* **TASK SET**
**A)** In the news report on Paul Ryan's planned speech, rewrite the paragraph beginning "Obama has repeatedly blamed" as a short list that keeps its main facts.
**B)** According to the news report on Paul Ryan's planned speech, where is Ryan giving his speech?

* **EXTRACT TO READ**

=== Section Start ===

Washington (CNN) - As President Obama continues a swing out West on Wednesday to push his economic proposals, House Budget Committee Chairman Paul Ryan plans to launch a blistering response in a speech in Washington.
Ryan will argue the president is practicing "the politics of division" and will say Obama needs to reverse course from a "path of debt, doubt, and decline," according to a Ryan aide familiar with the remarks.
In excerpts obtained by CNN, Ryan's speech includes strong pushback to the president's criticism of the GOP on Capitol Hill during his recent bus tour and West Coast swing.
"He is going from town to town, impugning the motives of Republicans, setting up straw men and scapegoats, and engaging in intellectually lazy arguments, as he tries to build support for punitive tax hikes on job creators," Ryan plans to say of the president at his speech at the Heritage Foundation.
Obama has repeatedly blamed congressional Republicans for blocking his jobs bill, which he unveiled in a joint address to Congress last month. Senate Republicans blocked a vote on the measure, and during his bus tour through North Carolina and Virginia last week the president vowed to continue pressing the plan piece by piece and keep the pressure on the GOP.
Referring to GOP members of Congress, Obama said last week, "If they vote against these proposals again ... then they're not going to have to answer to me. They're going to have to answer to you."
Republicans oppose the president's proposal to increase taxes on wealthier Americans to pay for new investments to rebuild roads and schools.
But Ryan plans to contrast Obama's message that the GOP is more concerned about protecting the rich, with then-candidate Obama's 2008 message that stressed the need to put aside partisan politics to work on solutions.
"Instead of appealing to the hope and optimism that were hallmarks of his first campaign, he has launched his second campaign by preying on the emotions of fear, envy, and resentment," Ryan plans to say according to excerpts of his remarks.

=== Section End ===

* **RECORD EXCERPTS**
=== Section Start ===

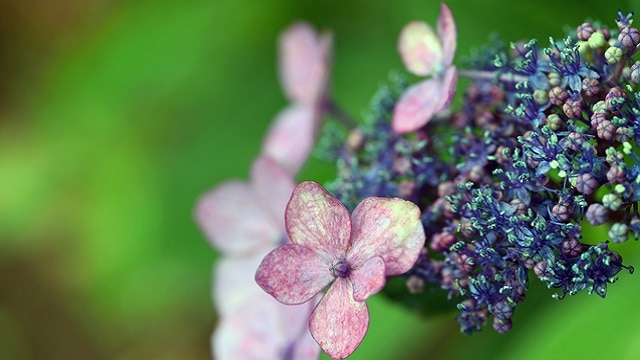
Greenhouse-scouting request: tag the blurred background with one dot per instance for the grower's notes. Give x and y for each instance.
(116, 115)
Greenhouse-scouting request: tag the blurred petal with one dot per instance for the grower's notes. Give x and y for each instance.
(293, 274)
(416, 106)
(234, 283)
(264, 330)
(274, 186)
(339, 323)
(419, 48)
(389, 228)
(448, 85)
(304, 63)
(234, 220)
(318, 221)
(448, 34)
(290, 137)
(368, 279)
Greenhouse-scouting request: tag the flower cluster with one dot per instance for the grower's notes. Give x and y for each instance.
(542, 148)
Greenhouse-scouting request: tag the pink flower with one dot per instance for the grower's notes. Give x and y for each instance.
(304, 74)
(424, 53)
(353, 255)
(245, 221)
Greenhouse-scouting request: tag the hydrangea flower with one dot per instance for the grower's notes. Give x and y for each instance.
(352, 255)
(423, 53)
(304, 75)
(244, 221)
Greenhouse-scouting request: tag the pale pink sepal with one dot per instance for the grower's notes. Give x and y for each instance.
(273, 185)
(368, 279)
(304, 63)
(293, 274)
(339, 323)
(291, 136)
(318, 221)
(448, 34)
(390, 229)
(420, 48)
(233, 221)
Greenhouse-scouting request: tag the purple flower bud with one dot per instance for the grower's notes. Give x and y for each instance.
(597, 214)
(573, 108)
(629, 38)
(619, 232)
(590, 86)
(606, 130)
(585, 30)
(634, 72)
(587, 184)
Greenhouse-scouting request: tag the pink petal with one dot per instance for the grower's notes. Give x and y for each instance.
(265, 330)
(318, 221)
(339, 323)
(293, 274)
(274, 186)
(291, 136)
(368, 279)
(416, 106)
(304, 63)
(447, 33)
(234, 282)
(233, 221)
(389, 228)
(420, 48)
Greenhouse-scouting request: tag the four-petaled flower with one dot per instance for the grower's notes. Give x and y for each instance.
(304, 64)
(423, 53)
(383, 237)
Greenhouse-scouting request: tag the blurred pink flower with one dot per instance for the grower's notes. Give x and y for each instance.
(423, 53)
(354, 255)
(304, 74)
(244, 220)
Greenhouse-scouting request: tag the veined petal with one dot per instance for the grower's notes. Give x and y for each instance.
(234, 220)
(389, 228)
(368, 279)
(419, 48)
(274, 186)
(318, 221)
(290, 137)
(339, 323)
(293, 274)
(416, 106)
(448, 34)
(304, 63)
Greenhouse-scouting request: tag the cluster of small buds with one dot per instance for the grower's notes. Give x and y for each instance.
(546, 140)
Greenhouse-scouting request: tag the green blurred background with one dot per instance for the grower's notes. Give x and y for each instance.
(116, 115)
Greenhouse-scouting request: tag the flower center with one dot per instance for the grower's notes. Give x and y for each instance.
(340, 268)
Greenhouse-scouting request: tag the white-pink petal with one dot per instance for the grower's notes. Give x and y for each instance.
(318, 221)
(234, 221)
(293, 274)
(368, 279)
(416, 106)
(339, 322)
(304, 63)
(291, 136)
(448, 34)
(389, 228)
(420, 48)
(274, 186)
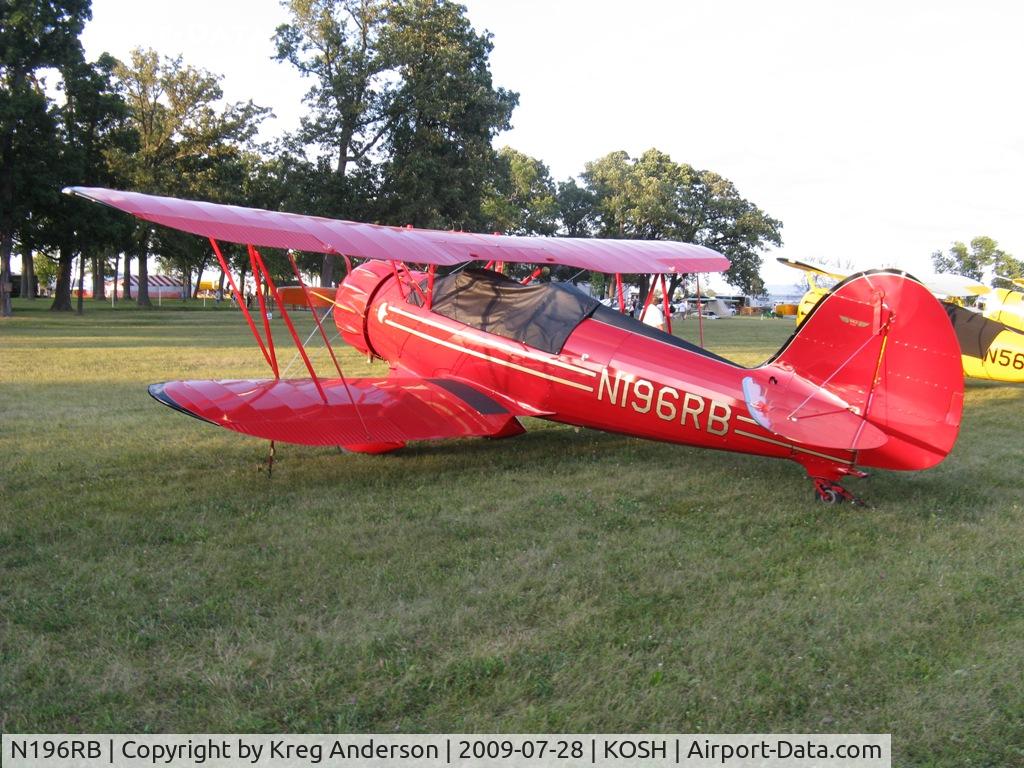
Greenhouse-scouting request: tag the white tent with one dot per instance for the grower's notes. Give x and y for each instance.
(161, 286)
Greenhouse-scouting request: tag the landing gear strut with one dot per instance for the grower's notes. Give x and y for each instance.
(830, 492)
(269, 461)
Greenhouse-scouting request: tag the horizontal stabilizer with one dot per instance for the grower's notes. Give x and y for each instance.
(357, 412)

=== Section End ===

* **ANSWERS**
**A)**
- Obama has repeatedly blamed congressional Republicans for blocking his jobs bill.
- He unveiled the bill last month in a joint address to Congress.
- Senate Republicans blocked a vote on it.
- On a bus tour through North Carolina and Virginia last week, Obama vowed to keep pressing the plan piece by piece and keep the pressure on the GOP.

**B)** At the Heritage Foundation in Washington.